Work order →
Once the line with "Expected behaviour: for every instance of the white single-story" is found in the entries below, repeat that line and every one after it exactly, ending at the last.

━━━━━━━━━━━━━━━━━━━━

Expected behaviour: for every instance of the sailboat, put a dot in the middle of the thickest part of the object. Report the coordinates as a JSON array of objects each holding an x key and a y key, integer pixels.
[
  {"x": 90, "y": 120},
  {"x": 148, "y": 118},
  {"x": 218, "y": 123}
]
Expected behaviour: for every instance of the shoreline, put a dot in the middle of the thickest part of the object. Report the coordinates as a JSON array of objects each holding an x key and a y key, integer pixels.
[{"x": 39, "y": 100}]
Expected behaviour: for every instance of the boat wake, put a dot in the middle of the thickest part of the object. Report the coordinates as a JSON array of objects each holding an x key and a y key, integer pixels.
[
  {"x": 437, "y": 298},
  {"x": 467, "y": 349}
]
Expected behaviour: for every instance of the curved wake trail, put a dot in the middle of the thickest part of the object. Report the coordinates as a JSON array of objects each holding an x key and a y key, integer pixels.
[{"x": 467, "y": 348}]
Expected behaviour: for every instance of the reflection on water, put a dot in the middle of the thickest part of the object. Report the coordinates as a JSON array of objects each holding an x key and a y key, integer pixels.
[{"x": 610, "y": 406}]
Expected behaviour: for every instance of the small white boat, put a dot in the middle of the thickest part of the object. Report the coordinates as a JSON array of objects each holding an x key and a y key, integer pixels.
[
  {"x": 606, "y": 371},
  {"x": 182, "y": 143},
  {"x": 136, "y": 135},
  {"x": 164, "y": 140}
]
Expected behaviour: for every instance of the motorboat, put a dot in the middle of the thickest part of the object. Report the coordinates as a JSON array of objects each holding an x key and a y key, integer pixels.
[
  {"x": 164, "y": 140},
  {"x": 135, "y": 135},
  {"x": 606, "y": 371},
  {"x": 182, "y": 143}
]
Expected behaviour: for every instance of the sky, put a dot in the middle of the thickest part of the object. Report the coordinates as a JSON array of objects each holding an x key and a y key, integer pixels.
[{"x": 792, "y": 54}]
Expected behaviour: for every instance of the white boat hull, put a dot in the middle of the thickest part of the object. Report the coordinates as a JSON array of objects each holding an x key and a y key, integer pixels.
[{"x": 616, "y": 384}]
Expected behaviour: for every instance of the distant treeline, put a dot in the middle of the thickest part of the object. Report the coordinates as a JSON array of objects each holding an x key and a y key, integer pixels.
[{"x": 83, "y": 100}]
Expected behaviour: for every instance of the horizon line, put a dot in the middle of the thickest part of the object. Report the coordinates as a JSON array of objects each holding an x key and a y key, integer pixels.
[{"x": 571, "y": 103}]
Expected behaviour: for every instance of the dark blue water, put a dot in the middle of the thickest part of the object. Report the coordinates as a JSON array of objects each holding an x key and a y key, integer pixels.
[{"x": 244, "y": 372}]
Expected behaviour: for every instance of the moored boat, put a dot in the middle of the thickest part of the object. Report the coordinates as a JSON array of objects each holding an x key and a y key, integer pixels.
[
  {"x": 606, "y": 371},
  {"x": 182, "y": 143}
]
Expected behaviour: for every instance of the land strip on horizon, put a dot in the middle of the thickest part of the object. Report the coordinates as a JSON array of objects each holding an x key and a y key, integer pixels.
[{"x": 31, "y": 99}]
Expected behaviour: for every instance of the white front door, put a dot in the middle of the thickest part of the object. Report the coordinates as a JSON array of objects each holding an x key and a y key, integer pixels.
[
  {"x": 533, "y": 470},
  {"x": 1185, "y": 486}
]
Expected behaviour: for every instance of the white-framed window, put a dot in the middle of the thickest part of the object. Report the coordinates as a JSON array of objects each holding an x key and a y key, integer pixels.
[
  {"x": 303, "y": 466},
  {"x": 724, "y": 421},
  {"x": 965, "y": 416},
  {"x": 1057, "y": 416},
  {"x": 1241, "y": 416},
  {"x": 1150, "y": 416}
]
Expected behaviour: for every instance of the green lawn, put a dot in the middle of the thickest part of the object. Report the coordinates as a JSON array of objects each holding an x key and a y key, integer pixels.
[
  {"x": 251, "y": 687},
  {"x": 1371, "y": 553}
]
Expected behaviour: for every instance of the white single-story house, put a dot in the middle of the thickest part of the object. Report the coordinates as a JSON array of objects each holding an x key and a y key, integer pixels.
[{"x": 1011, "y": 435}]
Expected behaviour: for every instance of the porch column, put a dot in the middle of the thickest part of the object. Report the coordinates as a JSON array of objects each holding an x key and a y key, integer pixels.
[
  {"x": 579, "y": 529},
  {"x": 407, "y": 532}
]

━━━━━━━━━━━━━━━━━━━━

Reply →
Expected behaviour: for every instance of the white single-story house, put a dot in the middle of the thickest part of the object. Report the coordinates as a JSON array of objects each holding an x key and a y key, integer pixels.
[{"x": 1011, "y": 435}]
Expected behaviour: for every instance of the porch column, put a dot in the middle of the thickest part of the object. Report the coordinates as a JSON array of objects each holding an x key and a y key, integer pixels.
[
  {"x": 579, "y": 529},
  {"x": 407, "y": 532}
]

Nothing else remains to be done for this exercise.